__Отрывок текста__:
____________________

Тут был и мой родственник, принадлежащий к клиру города Хон, саном диакон, человек весьма отважный и мужественный. Отправившись вместе с войском в Харакс в костюме воина и захватив здесь что попало под руку в турецких палатках, он и в самое опасное время не бросил награбленной добычи,— а добычу составляли персидские платья, которые были у него в суме, и овца с густой шерстью,— но вместе с ней шел потихоньку, обращая на себя взоры всех. Одни хвалили его, как человека, неустрашимого в трудных обстоятельствах, и признавали решительно первым из всех, кто только сражался в то время, а другие смеялись над ним, как над человеком, подвергающим опасности жизнь из-за какой-нибудь овцы. Но он, несмотря и на это, шел себе как мог своей дорогой, осыпая беглецов бранью за то, что они постыдно бежали, тогда как их никто не преследовал.

____________________

__Письменное задание__: Дословно перепишите часть отрывка о диаконе от слов «Тут был и мой» до слов «никто не преследовал.». Опирайтесь только на этот отрывок.

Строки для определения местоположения
____________________

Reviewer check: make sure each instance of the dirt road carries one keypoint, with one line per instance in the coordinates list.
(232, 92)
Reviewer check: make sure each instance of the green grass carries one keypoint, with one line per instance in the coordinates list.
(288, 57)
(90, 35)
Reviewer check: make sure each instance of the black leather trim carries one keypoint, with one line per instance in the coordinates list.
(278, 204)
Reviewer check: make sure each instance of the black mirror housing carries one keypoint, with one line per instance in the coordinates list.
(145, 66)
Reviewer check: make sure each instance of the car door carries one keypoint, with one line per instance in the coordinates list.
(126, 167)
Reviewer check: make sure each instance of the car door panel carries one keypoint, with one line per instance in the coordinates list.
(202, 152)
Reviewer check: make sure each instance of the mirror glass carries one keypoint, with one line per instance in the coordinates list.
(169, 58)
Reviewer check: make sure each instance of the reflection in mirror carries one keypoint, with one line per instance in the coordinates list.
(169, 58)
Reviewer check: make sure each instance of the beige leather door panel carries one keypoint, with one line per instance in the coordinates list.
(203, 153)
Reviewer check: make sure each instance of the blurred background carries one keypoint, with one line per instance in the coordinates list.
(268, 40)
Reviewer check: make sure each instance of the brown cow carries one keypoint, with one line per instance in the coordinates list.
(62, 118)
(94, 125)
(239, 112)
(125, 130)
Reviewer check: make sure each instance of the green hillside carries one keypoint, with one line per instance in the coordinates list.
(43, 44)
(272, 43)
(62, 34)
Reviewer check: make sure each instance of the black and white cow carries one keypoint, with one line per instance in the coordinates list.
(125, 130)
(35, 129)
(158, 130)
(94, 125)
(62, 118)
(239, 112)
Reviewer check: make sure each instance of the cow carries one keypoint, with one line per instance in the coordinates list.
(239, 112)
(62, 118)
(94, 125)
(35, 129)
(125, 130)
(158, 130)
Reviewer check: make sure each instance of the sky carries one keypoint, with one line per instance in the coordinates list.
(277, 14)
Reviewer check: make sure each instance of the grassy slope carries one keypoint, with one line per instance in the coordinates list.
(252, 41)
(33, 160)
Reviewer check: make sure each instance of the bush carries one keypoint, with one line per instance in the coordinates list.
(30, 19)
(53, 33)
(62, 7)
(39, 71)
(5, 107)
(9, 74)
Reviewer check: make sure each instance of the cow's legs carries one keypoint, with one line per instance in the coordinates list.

____________________

__Письменный ответ__:
Тут был и мой родственник, принадлежащий к клиру города Хон, саном диакон, человек весьма отважный и мужественный. Отправившись вместе с войском в Харакс в костюме воина и захватив здесь что попало под руку в турецких палатках, он и в самое опасное время не бросил награбленной добычи,— а добычу составляли персидские платья, которые были у него в суме, и овца с густой шерстью,— но вместе с ней шел потихоньку, обращая на себя взоры всех. Одни хвалили его, как человека, неустрашимого в трудных обстоятельствах, и признавали решительно первым из всех, кто только сражался в то время, а другие смеялись над ним, как над человеком, подвергающим опасности жизнь из-за какой-нибудь овцы. Но он, несмотря и на это, шел себе как мог своей дорогой, осыпая беглецов бранью за то, что они постыдно бежали, тогда как их никто не преследовал.